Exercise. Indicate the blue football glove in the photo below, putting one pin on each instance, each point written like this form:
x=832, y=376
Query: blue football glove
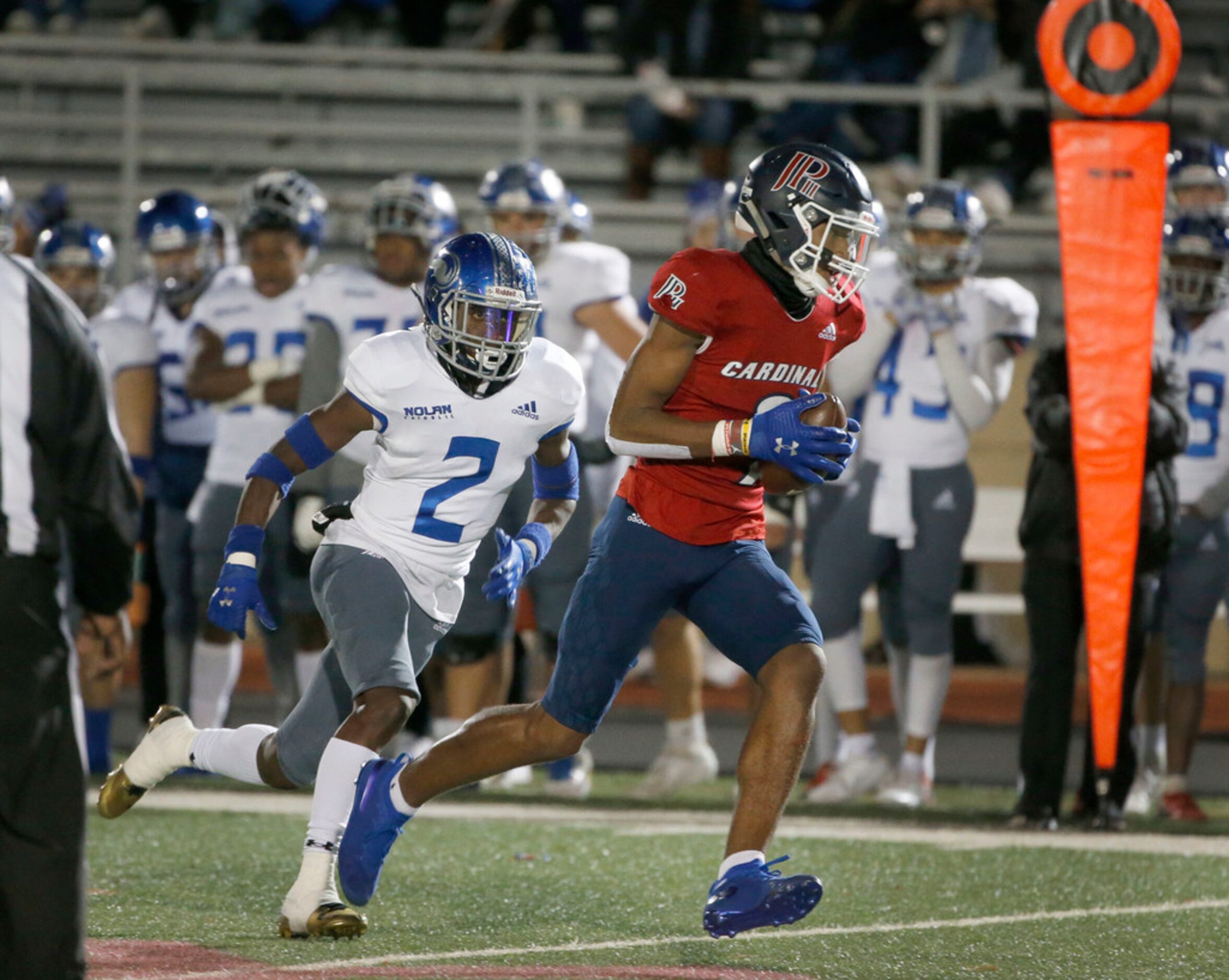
x=515, y=560
x=779, y=436
x=238, y=586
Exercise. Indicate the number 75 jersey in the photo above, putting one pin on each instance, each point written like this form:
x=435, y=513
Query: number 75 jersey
x=1202, y=360
x=444, y=462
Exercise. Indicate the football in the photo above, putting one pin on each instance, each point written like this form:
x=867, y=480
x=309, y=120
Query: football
x=777, y=479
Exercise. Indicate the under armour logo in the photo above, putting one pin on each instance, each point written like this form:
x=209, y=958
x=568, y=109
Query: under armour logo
x=803, y=174
x=674, y=289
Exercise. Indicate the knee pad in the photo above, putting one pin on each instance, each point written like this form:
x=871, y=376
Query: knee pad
x=459, y=651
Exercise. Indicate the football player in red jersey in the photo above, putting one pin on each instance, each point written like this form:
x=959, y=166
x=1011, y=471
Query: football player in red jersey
x=713, y=388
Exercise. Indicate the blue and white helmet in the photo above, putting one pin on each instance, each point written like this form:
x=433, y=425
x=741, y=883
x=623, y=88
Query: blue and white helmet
x=283, y=200
x=415, y=207
x=481, y=310
x=174, y=221
x=797, y=189
x=1197, y=164
x=528, y=187
x=8, y=210
x=578, y=219
x=949, y=207
x=1195, y=263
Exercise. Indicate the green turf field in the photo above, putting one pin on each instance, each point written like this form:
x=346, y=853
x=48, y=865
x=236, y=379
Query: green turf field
x=625, y=888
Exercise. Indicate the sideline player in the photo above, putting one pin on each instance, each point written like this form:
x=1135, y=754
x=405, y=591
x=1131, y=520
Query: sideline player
x=947, y=369
x=1195, y=338
x=249, y=345
x=408, y=217
x=712, y=390
x=389, y=581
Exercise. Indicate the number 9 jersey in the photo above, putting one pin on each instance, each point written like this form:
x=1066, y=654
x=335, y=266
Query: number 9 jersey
x=444, y=462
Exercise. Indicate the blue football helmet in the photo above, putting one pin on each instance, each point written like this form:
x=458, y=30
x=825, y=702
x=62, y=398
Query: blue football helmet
x=946, y=207
x=528, y=187
x=415, y=207
x=799, y=189
x=1197, y=164
x=178, y=221
x=481, y=310
x=578, y=220
x=283, y=200
x=8, y=209
x=75, y=245
x=1195, y=263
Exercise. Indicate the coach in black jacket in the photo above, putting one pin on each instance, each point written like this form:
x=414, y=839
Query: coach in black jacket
x=63, y=477
x=1053, y=590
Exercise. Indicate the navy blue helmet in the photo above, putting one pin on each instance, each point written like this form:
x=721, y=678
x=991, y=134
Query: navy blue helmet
x=178, y=221
x=943, y=207
x=528, y=187
x=481, y=310
x=283, y=200
x=415, y=207
x=1199, y=164
x=578, y=219
x=810, y=208
x=1195, y=263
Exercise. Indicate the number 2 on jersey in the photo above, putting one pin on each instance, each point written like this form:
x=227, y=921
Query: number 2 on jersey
x=427, y=523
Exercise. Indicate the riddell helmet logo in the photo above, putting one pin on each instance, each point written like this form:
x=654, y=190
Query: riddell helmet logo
x=803, y=174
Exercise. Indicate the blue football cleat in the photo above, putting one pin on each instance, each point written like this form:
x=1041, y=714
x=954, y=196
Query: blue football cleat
x=750, y=895
x=374, y=824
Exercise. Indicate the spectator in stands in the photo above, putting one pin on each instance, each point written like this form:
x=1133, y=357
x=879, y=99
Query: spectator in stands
x=1053, y=589
x=664, y=40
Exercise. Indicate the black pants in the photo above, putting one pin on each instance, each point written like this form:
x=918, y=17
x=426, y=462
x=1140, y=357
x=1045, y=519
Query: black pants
x=1054, y=603
x=42, y=791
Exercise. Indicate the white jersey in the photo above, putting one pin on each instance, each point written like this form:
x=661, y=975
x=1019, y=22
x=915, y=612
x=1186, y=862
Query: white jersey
x=1201, y=358
x=444, y=463
x=577, y=274
x=357, y=305
x=251, y=327
x=907, y=414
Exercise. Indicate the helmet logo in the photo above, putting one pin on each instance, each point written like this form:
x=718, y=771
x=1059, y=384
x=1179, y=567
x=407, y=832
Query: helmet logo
x=803, y=174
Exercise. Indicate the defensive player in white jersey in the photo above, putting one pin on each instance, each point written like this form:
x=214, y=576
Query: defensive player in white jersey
x=249, y=345
x=452, y=441
x=588, y=311
x=946, y=343
x=408, y=217
x=1193, y=334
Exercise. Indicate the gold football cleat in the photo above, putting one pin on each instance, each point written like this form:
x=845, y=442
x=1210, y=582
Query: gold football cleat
x=331, y=922
x=119, y=793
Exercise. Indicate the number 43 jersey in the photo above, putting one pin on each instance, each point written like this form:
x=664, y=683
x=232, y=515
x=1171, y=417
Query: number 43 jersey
x=444, y=462
x=1202, y=359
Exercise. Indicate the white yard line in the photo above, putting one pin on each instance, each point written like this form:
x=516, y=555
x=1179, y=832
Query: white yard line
x=760, y=936
x=672, y=822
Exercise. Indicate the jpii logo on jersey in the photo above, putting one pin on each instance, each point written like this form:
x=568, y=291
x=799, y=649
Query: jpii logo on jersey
x=674, y=289
x=429, y=412
x=803, y=174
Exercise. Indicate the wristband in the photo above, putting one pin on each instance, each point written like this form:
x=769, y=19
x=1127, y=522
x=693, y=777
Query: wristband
x=271, y=468
x=540, y=536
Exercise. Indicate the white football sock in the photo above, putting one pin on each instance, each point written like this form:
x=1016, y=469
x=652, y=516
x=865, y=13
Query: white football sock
x=306, y=664
x=686, y=732
x=231, y=752
x=846, y=678
x=738, y=857
x=927, y=692
x=214, y=675
x=444, y=727
x=335, y=791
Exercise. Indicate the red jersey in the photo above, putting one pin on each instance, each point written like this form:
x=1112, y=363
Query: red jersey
x=756, y=356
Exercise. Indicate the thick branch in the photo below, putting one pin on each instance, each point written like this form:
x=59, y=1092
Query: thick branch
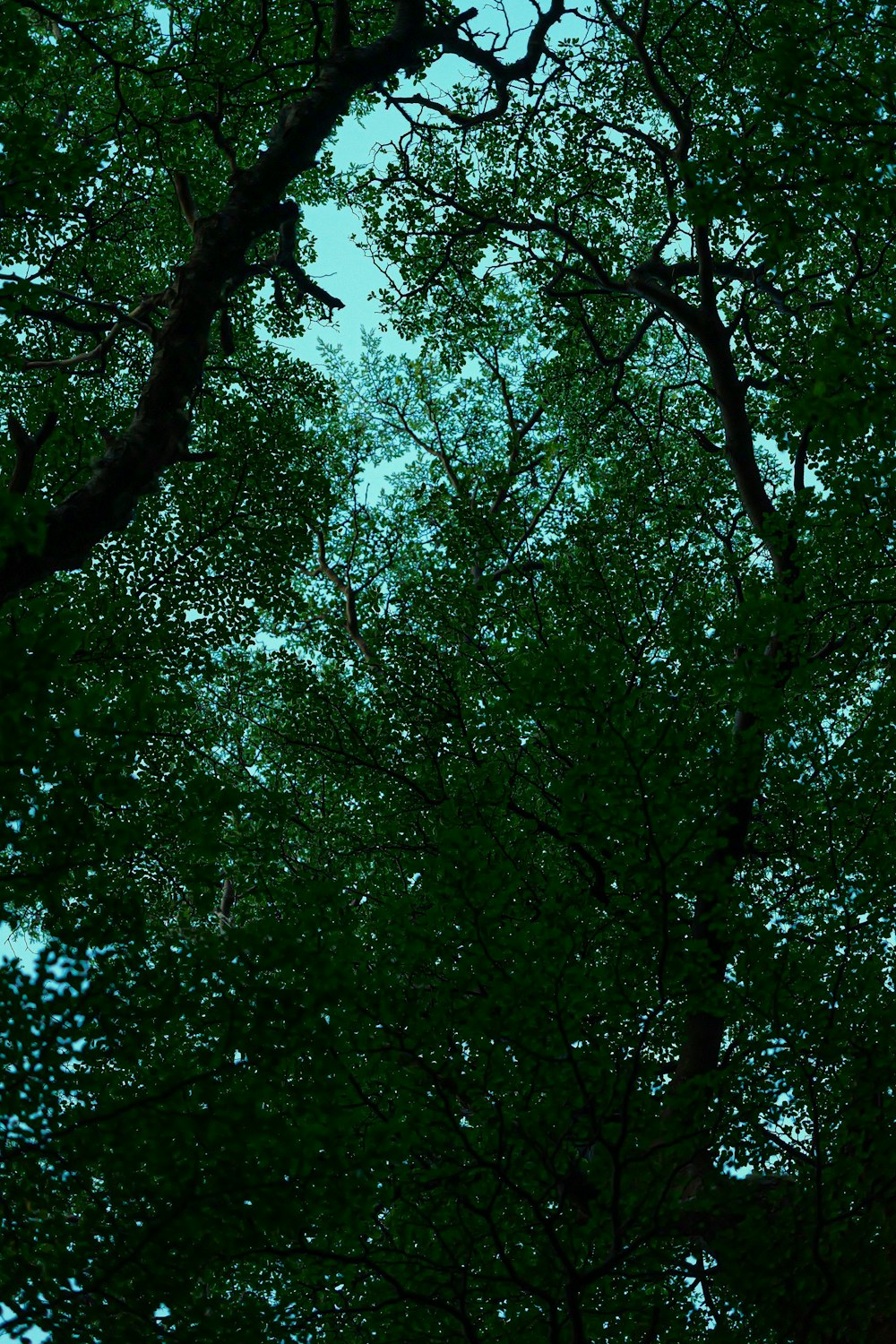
x=160, y=427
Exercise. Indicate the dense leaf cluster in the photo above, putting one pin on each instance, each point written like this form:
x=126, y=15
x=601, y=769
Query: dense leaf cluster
x=552, y=779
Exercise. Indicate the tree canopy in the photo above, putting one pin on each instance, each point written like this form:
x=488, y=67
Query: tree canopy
x=465, y=903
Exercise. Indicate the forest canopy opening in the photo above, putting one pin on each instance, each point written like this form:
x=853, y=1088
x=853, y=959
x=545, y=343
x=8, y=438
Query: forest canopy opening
x=450, y=788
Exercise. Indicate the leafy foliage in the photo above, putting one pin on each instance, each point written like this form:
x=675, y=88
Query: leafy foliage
x=552, y=780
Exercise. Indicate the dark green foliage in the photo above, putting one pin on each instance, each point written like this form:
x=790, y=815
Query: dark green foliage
x=554, y=781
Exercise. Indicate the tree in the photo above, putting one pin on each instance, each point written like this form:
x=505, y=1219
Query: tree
x=551, y=986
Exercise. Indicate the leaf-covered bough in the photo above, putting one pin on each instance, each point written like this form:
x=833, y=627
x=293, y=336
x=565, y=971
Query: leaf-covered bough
x=465, y=894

※ ※ ※

> **Exercise description**
Out of the listing above, reproduce exactly the lines from the one with "x=693, y=777" up to and including the one with "x=865, y=13".

> **Answer box**
x=693, y=777
Query: wristband
x=271, y=468
x=540, y=536
Exercise. Indicate the white football sock in the photo above, putting one pin on each instance, each point written like this form:
x=1016, y=469
x=652, y=516
x=865, y=13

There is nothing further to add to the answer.